> **DIRECTIONS**: Return every line from the records below in which the word "shrub" is found.

> **Image point grounding data**:
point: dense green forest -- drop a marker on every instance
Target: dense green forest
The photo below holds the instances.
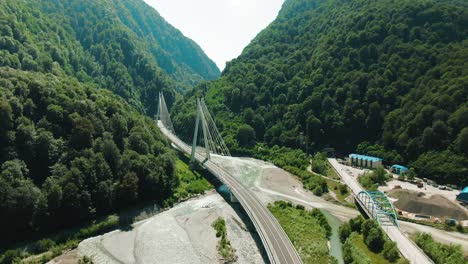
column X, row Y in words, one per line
column 386, row 78
column 71, row 152
column 125, row 46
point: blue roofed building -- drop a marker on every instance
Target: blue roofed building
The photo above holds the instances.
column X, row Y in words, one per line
column 463, row 196
column 398, row 169
column 365, row 161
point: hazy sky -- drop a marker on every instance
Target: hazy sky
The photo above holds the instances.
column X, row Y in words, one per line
column 221, row 27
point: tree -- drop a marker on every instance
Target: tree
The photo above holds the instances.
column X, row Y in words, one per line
column 245, row 135
column 82, row 132
column 411, row 174
column 379, row 175
column 390, row 251
column 461, row 143
column 375, row 239
column 128, row 188
column 344, row 231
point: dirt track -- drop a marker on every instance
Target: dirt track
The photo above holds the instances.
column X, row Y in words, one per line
column 436, row 205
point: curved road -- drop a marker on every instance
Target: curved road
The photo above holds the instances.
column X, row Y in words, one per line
column 407, row 247
column 277, row 244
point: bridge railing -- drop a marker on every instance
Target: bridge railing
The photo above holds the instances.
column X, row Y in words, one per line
column 379, row 206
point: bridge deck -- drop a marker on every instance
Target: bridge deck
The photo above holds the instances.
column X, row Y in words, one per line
column 277, row 244
column 407, row 247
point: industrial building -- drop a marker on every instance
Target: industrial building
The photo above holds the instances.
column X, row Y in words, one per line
column 463, row 196
column 398, row 169
column 364, row 161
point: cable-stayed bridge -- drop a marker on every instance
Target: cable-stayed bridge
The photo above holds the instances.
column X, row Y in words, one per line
column 275, row 241
column 207, row 141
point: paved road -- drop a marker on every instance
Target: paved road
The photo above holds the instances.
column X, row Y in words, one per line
column 277, row 244
column 407, row 247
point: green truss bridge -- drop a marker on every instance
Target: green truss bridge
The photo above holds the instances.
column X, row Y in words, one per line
column 377, row 206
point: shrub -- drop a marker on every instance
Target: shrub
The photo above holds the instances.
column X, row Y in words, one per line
column 390, row 251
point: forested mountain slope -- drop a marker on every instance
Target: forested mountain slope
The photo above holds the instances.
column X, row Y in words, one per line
column 125, row 46
column 70, row 152
column 390, row 74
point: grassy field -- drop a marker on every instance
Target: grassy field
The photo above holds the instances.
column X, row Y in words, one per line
column 307, row 234
column 334, row 186
column 374, row 257
column 190, row 183
column 224, row 245
column 331, row 173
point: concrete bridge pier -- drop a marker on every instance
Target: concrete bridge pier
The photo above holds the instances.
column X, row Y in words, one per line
column 233, row 198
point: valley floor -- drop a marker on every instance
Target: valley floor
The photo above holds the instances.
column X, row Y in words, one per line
column 184, row 234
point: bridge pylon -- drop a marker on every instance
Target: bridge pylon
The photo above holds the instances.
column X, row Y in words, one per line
column 213, row 142
column 163, row 114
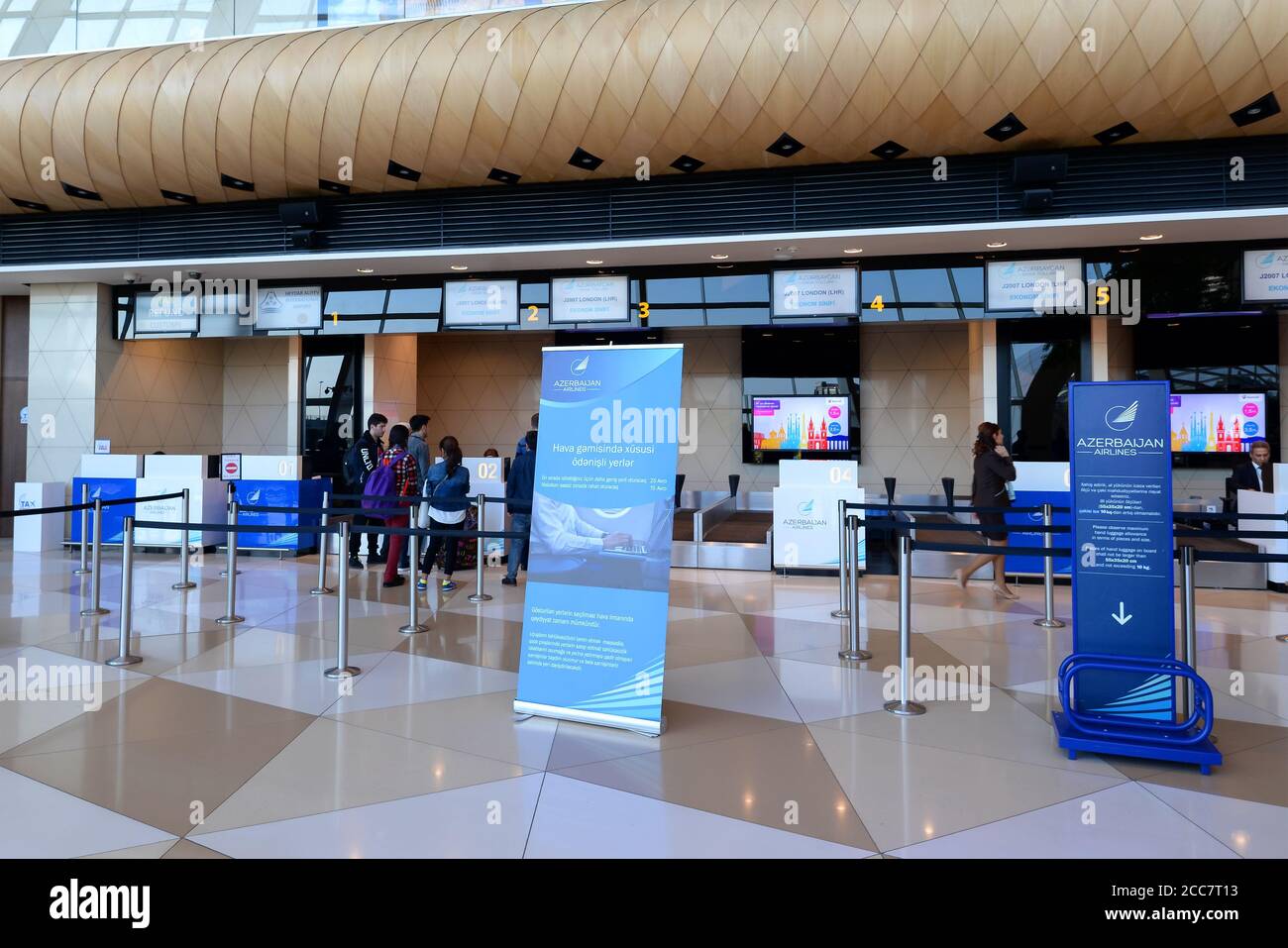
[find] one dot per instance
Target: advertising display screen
(1218, 421)
(800, 423)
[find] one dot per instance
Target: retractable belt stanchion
(232, 518)
(413, 623)
(842, 561)
(480, 595)
(231, 616)
(84, 567)
(851, 652)
(1189, 639)
(905, 706)
(184, 582)
(123, 648)
(323, 549)
(95, 579)
(1048, 620)
(342, 665)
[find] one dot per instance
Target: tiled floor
(231, 742)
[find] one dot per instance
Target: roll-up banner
(1121, 478)
(593, 620)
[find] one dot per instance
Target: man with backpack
(361, 459)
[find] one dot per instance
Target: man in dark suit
(1256, 474)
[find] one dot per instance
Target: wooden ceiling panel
(452, 98)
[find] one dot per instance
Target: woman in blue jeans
(447, 488)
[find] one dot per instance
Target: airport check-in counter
(274, 480)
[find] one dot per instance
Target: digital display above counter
(473, 303)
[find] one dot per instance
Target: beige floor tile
(910, 792)
(158, 710)
(153, 850)
(1257, 773)
(1004, 729)
(187, 849)
(717, 638)
(161, 781)
(776, 779)
(482, 724)
(160, 653)
(492, 643)
(333, 767)
(686, 725)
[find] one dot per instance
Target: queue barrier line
(944, 509)
(1046, 552)
(1188, 515)
(86, 505)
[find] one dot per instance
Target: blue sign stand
(593, 617)
(1119, 686)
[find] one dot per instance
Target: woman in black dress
(993, 471)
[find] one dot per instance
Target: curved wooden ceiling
(452, 99)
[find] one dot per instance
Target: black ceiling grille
(1124, 179)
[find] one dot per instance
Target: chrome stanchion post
(905, 706)
(842, 563)
(184, 582)
(1189, 635)
(323, 549)
(95, 579)
(1048, 620)
(480, 595)
(231, 616)
(231, 517)
(851, 652)
(342, 665)
(123, 648)
(84, 567)
(413, 623)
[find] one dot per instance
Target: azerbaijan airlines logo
(576, 384)
(1120, 417)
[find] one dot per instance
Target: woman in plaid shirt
(406, 484)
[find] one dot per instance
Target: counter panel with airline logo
(1121, 476)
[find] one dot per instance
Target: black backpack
(355, 472)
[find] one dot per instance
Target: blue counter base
(1074, 740)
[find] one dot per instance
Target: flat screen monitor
(802, 423)
(1218, 421)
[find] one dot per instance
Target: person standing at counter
(993, 472)
(518, 487)
(406, 484)
(417, 446)
(1256, 473)
(359, 464)
(522, 447)
(447, 488)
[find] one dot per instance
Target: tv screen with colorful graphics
(800, 423)
(1218, 421)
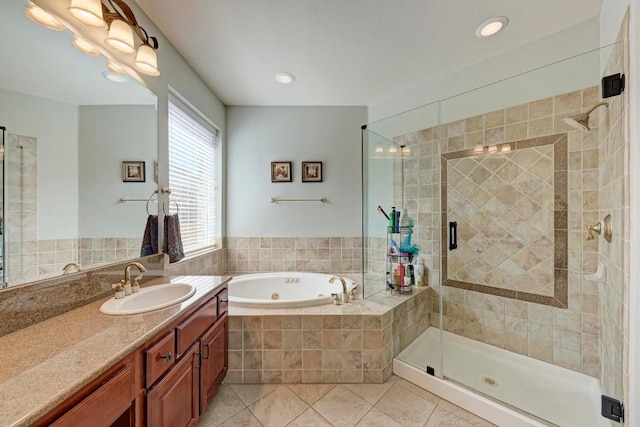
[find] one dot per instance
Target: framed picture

> **RESPONSE FOR THIS EXERCISE**:
point: shrub -- drop a marker on every instance
Target: shrub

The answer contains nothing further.